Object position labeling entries
--*--
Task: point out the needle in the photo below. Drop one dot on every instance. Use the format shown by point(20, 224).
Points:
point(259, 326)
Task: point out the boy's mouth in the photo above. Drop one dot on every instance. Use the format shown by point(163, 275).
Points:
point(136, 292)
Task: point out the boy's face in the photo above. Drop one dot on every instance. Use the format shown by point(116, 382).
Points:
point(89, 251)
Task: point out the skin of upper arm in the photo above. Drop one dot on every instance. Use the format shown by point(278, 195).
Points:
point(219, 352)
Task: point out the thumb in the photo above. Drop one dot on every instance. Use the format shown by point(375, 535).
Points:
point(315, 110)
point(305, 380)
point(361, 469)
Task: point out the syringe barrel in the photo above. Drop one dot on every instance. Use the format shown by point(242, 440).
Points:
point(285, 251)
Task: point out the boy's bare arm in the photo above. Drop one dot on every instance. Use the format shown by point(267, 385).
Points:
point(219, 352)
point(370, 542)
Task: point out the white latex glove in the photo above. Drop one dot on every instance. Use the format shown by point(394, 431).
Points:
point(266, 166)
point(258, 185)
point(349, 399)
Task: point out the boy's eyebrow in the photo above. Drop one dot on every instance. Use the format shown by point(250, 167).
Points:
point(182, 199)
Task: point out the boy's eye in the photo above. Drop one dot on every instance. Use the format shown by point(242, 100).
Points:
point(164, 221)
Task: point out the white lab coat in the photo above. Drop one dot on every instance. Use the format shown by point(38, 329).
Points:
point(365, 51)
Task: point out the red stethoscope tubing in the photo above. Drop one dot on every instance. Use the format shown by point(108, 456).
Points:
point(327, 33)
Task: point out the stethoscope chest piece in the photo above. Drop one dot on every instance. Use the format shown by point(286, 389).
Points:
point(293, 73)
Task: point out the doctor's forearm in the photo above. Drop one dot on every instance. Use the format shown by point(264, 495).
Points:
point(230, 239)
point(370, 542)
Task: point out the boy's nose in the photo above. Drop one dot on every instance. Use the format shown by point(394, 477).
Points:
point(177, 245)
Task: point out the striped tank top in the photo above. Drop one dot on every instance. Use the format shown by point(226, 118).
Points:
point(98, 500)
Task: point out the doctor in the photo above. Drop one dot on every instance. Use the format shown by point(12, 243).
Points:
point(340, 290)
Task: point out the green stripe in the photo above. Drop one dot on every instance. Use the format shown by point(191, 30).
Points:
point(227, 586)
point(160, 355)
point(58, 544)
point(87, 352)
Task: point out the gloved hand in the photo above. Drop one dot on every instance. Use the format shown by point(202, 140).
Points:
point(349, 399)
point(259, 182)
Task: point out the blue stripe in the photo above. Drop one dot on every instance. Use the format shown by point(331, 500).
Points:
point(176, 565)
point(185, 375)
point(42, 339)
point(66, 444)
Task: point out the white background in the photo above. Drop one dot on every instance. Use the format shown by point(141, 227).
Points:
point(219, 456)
--*--
### Exercise details
Reproduce each of the records above word for word, from the first to the last.

### Solution to this problem
Task: point out the needle in the photo below. Drop one dot on every instance. Use the format shown by point(20, 224).
Points:
point(259, 326)
Task: point out the boy's mouth in the photo above. Drop one dot on every instance. Use the format shown by point(163, 275).
Points:
point(136, 292)
Task: point out the boy's face in the photo above. Drop one dot on every instance. Use the format shown by point(116, 382).
Points:
point(89, 251)
Task: point out the skin of upper arm in the photo above. Drop one dot on every instance. Use the format shown by point(278, 195).
Points:
point(219, 352)
Task: point out the thumb in the photo above. Drop one dot on every instance. Use the format shown by point(375, 535).
Points:
point(315, 110)
point(305, 380)
point(361, 469)
Task: point out the syringe barrel in the photo above. Drop one dot on every instance. Use the format shown by point(242, 440).
Points:
point(285, 251)
Task: point out the boy's bare arm in the photo above. Drop one dot on every instance. Use the format shown by point(267, 385).
Points:
point(219, 352)
point(370, 542)
Task: point out the white latex glove in the photo above. Drop one dot on every instance. Use the format shown by point(394, 431).
Points:
point(266, 166)
point(258, 185)
point(349, 399)
Task: point out the boy's eyebrow in the photo above. Drop one dot on every instance. Use the format shown by point(250, 167).
Points:
point(182, 199)
Task: point out the boy's eye in the photo above. Drop one dot on every instance. Use the format shown by point(242, 100).
Points:
point(164, 221)
Task: point out the white lab coat in the photo above. Drop one dot on every instance. Use the format shown by point(38, 329).
Points:
point(365, 51)
Task: point out the red stethoscope tubing in the photo above. Drop one dot on every instance. Use the format shown by point(108, 456).
Points:
point(327, 33)
Task: point out the stethoscope chest piece in the photo above. Drop one dot on every instance. Use the format shown by point(286, 389).
Points:
point(293, 73)
Task: point out the doctor's forearm in the photo above. Drop one dot on every instance. Use the format shown by point(264, 495).
Points:
point(230, 239)
point(370, 542)
Task: point out the boy's nose in the photo above. Drop one dot on every instance. Use the format shown by point(394, 477).
Points:
point(177, 245)
Task: point out the striped tank top in the photo above. Drop one dot on every instance. Use the format shown by point(226, 118).
Points:
point(98, 500)
Task: point out the doctor in the photo above. Drop one dot on every instance. Use the format shown by point(12, 243).
Points:
point(340, 290)
Task: point out the green stripe in the photo above. Drop one dot on every instance. Use the format shown by point(191, 30).
Points:
point(227, 586)
point(160, 355)
point(58, 544)
point(87, 352)
Task: point out the gloved hand in the photo above. Drop one dot on every instance. Use the format shown by point(202, 140).
Points:
point(349, 399)
point(259, 182)
Task: point out the blue stripe in the photo above. Drop one dot on every instance. Use the format shown by point(331, 500).
Points:
point(176, 565)
point(185, 375)
point(42, 339)
point(66, 444)
Task: point out the white background in the photo above. Drop one dot on every instance. Use the format shown by point(141, 227).
Points:
point(219, 456)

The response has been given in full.